L’Empire romain était une structure politique à vocation universelle. Il agrégeait un grand nombre de peuples, avait des frontières flexibles, et un appétit potentiellement illimité.

Les vecteurs de son expansion, puis de sa capacité à maintenir un ordre ont été l’armée et l’administration. Les deux autres forces qu’il a mobilisées à son profit sont la monnaie et la religion.

Si Rome a pu imposer sa monnaie comme un équivalent universel de tous les biens en circulation, c’est parce que la puissance de ses armées et de ses institutions lui permettait de le faire. À son apogée, en l’an 100, l’Empire romain est une zone monétaire universelle au sein de laquelle le denier lui permet d’assurer la collecte des impôts et le paiement des légions.

Si la monnaie romaine est acceptée partout et par tous c’est parce que tous les sujets de l’Empire, quelles que soient les innombrables traits culturels qui les séparent, communient en une même foi dans la monnaie romaine à laquelle ils croient, parce que les autres y croient. C’est cette croyance au second degré qui permet à des gens qui, dans la plupart des cas, s’ignorent et ne se feraient personnellement pas confiance de coopérer tout de même efficacement.

CONSIGNE 1
Recopiez mot pour mot le passage du texte sur l'Empire romain qui va de « Les vecteurs de » jusqu'à « et la religion. » inclus.
CONSIGNE 2
Reprenez le texte sur l'Empire romain et poursuivez sa rédaction après sa dernière phrase.
Les items placés ensuite forment un ensemble indépendant du texte sur l'Empire romain.

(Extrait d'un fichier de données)
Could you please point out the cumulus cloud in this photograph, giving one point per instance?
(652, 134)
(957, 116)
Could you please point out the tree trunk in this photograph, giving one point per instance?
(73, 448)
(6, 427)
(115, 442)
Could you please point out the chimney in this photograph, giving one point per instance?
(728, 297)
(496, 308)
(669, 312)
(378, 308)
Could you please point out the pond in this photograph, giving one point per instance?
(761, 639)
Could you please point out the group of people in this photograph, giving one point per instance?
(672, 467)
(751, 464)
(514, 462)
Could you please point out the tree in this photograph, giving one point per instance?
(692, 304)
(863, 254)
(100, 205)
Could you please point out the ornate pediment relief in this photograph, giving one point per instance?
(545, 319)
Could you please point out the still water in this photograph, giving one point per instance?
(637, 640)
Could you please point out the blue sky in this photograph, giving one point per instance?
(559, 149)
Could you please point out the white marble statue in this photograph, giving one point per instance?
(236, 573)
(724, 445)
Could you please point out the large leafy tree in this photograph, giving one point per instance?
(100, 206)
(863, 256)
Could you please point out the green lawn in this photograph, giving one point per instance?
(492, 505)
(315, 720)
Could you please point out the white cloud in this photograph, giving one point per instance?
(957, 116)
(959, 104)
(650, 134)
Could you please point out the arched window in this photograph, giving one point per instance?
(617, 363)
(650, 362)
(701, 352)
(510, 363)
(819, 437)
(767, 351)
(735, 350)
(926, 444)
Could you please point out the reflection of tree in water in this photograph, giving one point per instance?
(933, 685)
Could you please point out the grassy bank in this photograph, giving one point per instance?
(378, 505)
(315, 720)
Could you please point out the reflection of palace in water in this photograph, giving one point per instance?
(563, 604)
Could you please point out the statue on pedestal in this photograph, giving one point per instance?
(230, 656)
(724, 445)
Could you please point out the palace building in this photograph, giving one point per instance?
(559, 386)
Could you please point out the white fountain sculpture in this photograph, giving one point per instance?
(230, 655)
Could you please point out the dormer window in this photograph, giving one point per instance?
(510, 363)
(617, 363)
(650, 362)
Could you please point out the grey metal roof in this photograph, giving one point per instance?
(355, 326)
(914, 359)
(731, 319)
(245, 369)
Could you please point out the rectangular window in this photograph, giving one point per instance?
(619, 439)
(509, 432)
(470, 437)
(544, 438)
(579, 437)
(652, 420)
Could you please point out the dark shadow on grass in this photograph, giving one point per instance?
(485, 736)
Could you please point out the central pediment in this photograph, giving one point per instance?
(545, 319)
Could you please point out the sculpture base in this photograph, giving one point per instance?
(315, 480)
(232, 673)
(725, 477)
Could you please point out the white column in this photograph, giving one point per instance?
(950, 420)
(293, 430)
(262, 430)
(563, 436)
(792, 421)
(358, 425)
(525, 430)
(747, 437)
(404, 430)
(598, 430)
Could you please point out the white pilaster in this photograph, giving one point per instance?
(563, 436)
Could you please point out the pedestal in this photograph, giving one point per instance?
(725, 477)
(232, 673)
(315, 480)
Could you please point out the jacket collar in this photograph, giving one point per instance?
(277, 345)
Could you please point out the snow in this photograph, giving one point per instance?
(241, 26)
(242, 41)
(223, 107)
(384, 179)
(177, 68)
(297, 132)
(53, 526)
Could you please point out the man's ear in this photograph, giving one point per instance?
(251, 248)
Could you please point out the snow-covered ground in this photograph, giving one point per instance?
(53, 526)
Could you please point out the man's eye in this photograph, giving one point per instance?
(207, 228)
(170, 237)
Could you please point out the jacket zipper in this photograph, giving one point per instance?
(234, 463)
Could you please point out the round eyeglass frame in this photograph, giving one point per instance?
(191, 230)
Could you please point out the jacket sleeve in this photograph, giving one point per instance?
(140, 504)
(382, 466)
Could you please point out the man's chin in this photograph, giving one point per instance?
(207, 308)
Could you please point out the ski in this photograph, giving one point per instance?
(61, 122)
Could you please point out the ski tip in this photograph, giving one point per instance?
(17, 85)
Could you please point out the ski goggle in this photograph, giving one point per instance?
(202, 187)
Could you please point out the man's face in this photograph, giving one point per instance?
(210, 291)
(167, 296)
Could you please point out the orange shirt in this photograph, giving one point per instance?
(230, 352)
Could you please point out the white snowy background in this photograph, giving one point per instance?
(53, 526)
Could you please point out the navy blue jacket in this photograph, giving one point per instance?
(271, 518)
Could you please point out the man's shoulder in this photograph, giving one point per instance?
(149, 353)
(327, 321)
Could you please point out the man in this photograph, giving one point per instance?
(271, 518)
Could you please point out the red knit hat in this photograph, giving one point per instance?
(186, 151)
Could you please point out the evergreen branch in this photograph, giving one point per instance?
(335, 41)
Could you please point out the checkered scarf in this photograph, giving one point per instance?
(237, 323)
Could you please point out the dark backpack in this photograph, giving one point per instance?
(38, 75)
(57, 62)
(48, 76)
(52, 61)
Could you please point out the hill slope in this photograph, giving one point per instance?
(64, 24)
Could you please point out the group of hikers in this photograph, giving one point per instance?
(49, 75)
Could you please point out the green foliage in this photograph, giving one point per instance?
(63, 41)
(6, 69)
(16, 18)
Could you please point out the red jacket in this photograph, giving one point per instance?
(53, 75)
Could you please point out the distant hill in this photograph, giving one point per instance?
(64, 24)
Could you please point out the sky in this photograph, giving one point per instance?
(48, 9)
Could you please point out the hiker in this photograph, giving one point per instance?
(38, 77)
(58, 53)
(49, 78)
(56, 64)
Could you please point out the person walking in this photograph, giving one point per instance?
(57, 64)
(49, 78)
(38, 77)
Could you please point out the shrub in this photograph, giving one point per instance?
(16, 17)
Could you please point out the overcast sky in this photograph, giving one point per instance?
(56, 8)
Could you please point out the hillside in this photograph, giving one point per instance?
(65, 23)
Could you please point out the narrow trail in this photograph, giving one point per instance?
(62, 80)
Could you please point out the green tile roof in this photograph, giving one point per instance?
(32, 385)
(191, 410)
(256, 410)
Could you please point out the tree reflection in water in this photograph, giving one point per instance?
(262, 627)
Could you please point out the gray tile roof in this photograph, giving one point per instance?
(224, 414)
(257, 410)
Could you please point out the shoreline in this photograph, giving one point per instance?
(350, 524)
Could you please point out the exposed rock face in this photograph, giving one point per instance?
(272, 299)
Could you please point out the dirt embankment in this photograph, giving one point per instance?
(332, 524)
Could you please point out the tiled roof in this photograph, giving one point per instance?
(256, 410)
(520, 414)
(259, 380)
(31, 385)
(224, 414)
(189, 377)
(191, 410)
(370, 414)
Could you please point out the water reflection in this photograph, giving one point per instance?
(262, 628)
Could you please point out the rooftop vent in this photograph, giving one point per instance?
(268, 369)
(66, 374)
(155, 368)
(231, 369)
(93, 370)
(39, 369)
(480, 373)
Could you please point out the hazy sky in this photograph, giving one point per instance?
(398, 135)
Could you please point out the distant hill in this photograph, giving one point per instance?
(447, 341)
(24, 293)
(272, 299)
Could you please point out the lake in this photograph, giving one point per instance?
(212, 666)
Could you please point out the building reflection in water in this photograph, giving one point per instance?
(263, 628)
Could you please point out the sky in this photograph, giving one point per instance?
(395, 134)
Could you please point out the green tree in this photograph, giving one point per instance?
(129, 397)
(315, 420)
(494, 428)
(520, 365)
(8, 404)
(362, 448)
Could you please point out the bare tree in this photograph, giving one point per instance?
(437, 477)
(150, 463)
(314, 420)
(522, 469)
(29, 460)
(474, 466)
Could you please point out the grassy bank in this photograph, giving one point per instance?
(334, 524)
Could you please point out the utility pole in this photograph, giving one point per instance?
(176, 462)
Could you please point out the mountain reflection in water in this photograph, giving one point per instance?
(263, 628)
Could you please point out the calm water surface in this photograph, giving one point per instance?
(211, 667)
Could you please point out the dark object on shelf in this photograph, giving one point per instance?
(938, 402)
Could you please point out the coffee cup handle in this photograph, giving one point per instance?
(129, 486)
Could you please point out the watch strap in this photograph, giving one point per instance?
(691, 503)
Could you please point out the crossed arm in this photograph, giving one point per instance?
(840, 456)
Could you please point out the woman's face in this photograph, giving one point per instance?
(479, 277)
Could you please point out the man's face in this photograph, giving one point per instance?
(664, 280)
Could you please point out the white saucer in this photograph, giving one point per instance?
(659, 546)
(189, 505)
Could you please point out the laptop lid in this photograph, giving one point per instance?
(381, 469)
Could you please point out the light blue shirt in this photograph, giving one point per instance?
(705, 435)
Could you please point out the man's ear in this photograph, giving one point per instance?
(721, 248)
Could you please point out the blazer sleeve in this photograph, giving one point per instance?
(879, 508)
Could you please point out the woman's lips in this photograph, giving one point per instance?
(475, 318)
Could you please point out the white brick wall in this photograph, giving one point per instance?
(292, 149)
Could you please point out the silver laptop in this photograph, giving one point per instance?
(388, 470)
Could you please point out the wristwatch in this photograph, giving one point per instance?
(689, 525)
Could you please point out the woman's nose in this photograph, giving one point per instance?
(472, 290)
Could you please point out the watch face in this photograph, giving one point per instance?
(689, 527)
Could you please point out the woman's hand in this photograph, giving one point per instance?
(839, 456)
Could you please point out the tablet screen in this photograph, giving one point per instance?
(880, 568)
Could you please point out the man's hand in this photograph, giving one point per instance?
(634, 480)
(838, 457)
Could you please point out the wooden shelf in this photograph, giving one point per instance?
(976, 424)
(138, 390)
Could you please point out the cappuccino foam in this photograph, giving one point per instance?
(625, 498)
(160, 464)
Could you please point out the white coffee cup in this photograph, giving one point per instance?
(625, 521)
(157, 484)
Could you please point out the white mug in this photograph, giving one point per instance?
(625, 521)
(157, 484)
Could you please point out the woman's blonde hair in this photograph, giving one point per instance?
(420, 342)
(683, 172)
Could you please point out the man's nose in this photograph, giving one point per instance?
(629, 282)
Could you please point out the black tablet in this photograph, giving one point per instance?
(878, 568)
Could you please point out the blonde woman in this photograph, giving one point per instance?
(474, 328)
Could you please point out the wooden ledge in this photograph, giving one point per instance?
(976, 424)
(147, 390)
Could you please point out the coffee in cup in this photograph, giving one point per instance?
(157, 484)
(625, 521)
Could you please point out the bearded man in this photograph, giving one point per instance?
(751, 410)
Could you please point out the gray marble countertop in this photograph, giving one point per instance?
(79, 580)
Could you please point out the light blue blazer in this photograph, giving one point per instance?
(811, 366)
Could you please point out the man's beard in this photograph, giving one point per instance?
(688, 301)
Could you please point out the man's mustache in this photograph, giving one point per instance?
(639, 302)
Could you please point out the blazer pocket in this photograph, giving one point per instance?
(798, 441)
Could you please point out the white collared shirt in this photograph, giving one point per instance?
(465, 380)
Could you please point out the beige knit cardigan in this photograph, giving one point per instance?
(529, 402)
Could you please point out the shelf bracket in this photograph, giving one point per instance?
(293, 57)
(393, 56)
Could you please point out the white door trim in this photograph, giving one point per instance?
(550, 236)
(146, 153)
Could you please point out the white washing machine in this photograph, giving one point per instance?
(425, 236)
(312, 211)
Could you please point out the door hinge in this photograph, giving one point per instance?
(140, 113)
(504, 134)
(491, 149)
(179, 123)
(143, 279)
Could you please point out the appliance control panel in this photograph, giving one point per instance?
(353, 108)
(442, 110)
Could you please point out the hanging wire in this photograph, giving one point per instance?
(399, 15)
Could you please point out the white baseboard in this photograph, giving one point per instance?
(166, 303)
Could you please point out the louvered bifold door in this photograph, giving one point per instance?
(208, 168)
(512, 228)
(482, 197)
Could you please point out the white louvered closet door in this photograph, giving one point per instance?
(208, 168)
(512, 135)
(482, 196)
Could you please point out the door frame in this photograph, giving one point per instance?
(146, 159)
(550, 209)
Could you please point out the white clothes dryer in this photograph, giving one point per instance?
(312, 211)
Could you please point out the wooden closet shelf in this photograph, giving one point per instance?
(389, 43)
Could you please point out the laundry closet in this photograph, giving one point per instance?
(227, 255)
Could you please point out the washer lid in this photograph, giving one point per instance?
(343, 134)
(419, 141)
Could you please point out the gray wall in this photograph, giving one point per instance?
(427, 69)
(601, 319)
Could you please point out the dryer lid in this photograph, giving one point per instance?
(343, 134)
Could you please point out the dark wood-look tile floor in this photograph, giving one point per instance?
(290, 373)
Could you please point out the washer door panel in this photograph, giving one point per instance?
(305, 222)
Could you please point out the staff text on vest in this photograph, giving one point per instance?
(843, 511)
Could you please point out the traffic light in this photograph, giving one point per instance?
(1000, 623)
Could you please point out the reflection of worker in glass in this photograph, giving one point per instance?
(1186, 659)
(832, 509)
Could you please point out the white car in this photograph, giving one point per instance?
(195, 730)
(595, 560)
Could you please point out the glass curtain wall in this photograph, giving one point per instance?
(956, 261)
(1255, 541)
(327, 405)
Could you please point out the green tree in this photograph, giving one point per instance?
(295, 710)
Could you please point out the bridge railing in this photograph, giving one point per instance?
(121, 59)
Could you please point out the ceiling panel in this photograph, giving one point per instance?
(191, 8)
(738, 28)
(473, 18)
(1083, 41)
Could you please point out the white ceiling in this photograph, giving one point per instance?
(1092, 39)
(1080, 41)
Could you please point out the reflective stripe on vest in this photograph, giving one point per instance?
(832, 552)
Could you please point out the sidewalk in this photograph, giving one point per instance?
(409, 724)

RÉPONSE FINALE 1
Les vecteurs de son expansion, puis de sa capacité à maintenir un ordre ont été l’armée et l’administration. Les deux autres forces qu’il a mobilisées à son profit sont la monnaie et la religion.

RÉPONSE FINALE 2
La tolérance religieuse est un autre élément qui joue en faveur de la domination impériale de Rome. Son Panthéon est accueillant aux dieux des vaincus. Rome leur demande seulement de faire une place aux siens. Le polythéisme a été dans l’Antiquité le troisième grand unificateur de l’humanité, avec la monnaie et les empires1.

 

La poussée des forces centrifuges

Mais ces forces sont réversibles et finissent par se retourner contre l’Empire.

À l’issue du tragique et sombre IIIe siècle, l’esprit de conquête est passé dans le camp des barbares. Dès le temps de César quelques esprits clairvoyants déploraient déjà que la société romaine aime trop l’argent et pas assez les armes. Leurs sombres prédictions finiront par se réaliser au fur et à mesure que l’édifice impérial s’affaiblit pour de multiples raisons, qui sont d’abord d’ordre interne.

Les conquêtes et le butin qu’elles procurent entretiennent le clientélisme, la corruption, le goût du luxe, les divergences d’intérêt et les clivages sociaux.

Dans le même temps, l’armée, qui a de plus en plus de mal à recruter, accroît son recours à des mercenaires. Son principal vivier de recrutement provient des tribus barbares lorsqu’elles sont intégrées à l’Empire par un traité de fédération2. Avec celles-ci, dont les incursions deviennent de plus en plus agressives, il faut sans cesse composer en leur concédant des territoires en deçà du limes. Les coûts de gestion d’un ensemble qui s’est dilaté en repoussant toujours plus loin ses limites n’ont cessé d’augmenter, alors qu’après les Antonins les ressources ont diminué. Face aux difficultés, la réponse est toujours la même : augmenter la pression fiscale, renforcer l’emprise de l’État et développer la bureaucratie.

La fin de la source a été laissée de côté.